Make an exact copy of the records below, excluding images.

Input records Start Marker

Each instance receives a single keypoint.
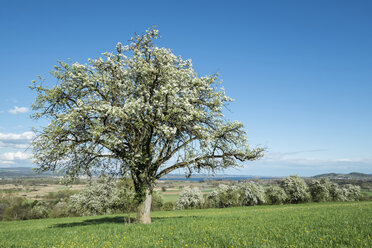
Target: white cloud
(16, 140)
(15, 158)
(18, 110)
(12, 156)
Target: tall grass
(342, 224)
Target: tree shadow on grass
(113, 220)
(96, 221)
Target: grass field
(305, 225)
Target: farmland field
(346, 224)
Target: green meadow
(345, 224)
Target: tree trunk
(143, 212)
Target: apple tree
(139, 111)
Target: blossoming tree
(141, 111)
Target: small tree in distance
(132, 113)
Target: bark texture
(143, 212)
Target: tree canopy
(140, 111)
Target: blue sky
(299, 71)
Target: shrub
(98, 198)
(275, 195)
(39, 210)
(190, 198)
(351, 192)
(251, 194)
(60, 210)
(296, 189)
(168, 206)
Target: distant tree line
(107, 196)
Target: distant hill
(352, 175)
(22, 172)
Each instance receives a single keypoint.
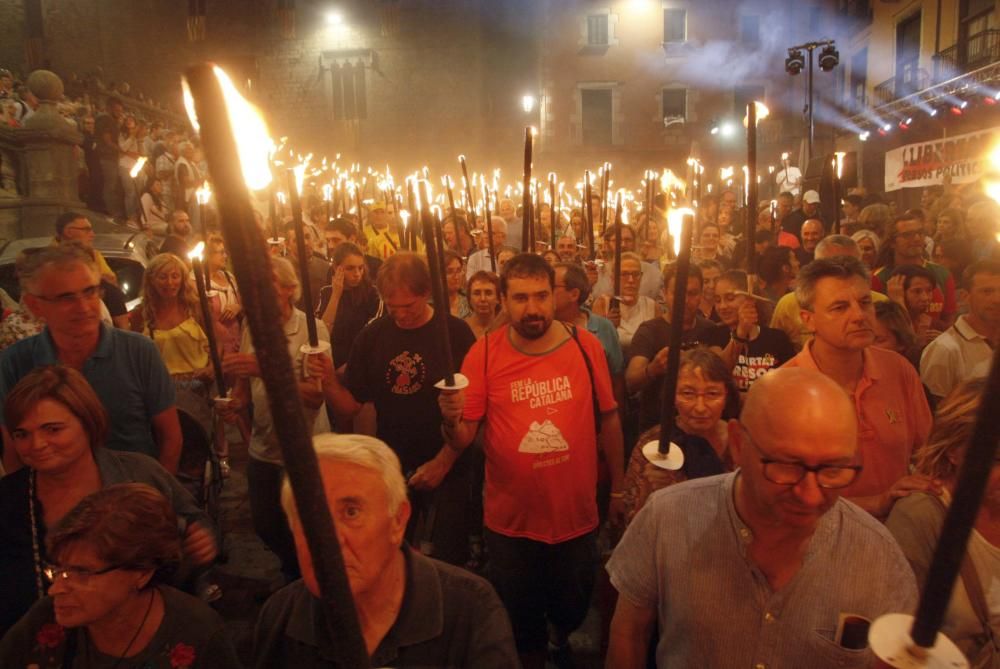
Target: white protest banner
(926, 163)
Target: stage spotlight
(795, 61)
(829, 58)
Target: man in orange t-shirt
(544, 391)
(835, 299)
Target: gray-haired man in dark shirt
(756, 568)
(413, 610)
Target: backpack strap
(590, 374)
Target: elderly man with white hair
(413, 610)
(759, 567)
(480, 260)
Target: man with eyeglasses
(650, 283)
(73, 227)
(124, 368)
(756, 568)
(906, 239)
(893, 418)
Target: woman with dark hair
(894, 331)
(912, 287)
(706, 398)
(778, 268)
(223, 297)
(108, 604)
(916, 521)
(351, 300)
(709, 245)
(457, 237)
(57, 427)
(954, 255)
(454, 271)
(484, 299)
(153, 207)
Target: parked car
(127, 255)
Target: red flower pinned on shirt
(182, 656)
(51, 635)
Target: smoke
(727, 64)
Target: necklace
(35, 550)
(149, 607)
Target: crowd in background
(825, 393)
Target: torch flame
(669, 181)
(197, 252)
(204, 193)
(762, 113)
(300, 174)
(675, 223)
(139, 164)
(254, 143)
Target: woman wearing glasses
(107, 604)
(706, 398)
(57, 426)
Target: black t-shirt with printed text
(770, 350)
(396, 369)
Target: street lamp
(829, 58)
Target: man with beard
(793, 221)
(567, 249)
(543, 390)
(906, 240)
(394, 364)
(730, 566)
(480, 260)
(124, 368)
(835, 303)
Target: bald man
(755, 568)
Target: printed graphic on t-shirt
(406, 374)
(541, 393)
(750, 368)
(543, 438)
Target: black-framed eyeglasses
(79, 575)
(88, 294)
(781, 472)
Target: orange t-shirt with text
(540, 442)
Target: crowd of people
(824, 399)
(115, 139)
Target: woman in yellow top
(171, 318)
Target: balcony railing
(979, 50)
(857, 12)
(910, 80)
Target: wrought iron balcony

Input records End Marker

> _Output below_:
Each instance receives a single keypoint.
Target: white cloud
(16, 140)
(15, 158)
(18, 110)
(12, 156)
Target: tall grass
(342, 224)
Target: tree shadow on grass
(113, 220)
(96, 221)
Target: grass field
(305, 225)
Target: farmland field
(346, 224)
Target: green meadow
(345, 224)
Target: tree trunk
(143, 212)
Target: apple tree
(139, 111)
Target: blossoming tree
(141, 111)
Target: small tree in distance
(132, 113)
Target: bark texture
(143, 212)
Target: tree canopy
(140, 111)
Target: blue sky
(299, 71)
Target: shrub
(98, 198)
(275, 195)
(39, 210)
(190, 198)
(351, 192)
(251, 194)
(60, 210)
(296, 189)
(168, 206)
Target: distant tree line
(107, 196)
Target: distant hill
(352, 175)
(22, 172)
Each instance receives a single keypoint.
Target: white protest banner
(926, 163)
Target: stage spotlight
(795, 61)
(829, 58)
Target: man in orange t-shirt
(544, 391)
(835, 299)
Target: gray-haired man in dark shirt
(756, 568)
(413, 610)
Target: backpack strap
(590, 374)
Target: elderly man with white hair
(413, 610)
(759, 567)
(480, 260)
Target: man with eyeglasses
(650, 283)
(73, 227)
(124, 368)
(756, 568)
(906, 239)
(893, 418)
Target: woman with dark hair
(894, 331)
(912, 287)
(706, 398)
(778, 268)
(223, 297)
(108, 604)
(916, 521)
(351, 300)
(709, 245)
(457, 237)
(57, 427)
(954, 255)
(454, 271)
(484, 299)
(153, 207)
Target: parked car
(127, 255)
Target: red flower pinned on shirt
(182, 656)
(51, 635)
Target: smoke
(727, 64)
Target: necklace
(35, 550)
(149, 607)
Target: crowd in background
(825, 393)
Target: torch flame
(669, 181)
(197, 252)
(204, 193)
(762, 113)
(300, 174)
(675, 223)
(139, 164)
(254, 143)
Target: woman wearing glasses
(107, 604)
(706, 398)
(57, 426)
Target: black t-shirt with printed text
(770, 350)
(396, 369)
Target: street lamp
(829, 58)
Target: man with beard
(793, 221)
(567, 249)
(543, 390)
(906, 240)
(394, 364)
(730, 566)
(480, 260)
(124, 368)
(835, 303)
Target: bald man
(755, 568)
Target: printed graphic on t-shirt
(406, 374)
(541, 393)
(750, 368)
(543, 438)
Target: black-framed eyeglasses
(79, 575)
(88, 294)
(781, 472)
Target: orange t-shirt with text
(540, 442)
Target: crowd of people
(824, 399)
(115, 139)
Target: woman in yellow top
(171, 318)
Target: balcony railing
(979, 50)
(857, 12)
(910, 80)
Target: wrought iron balcony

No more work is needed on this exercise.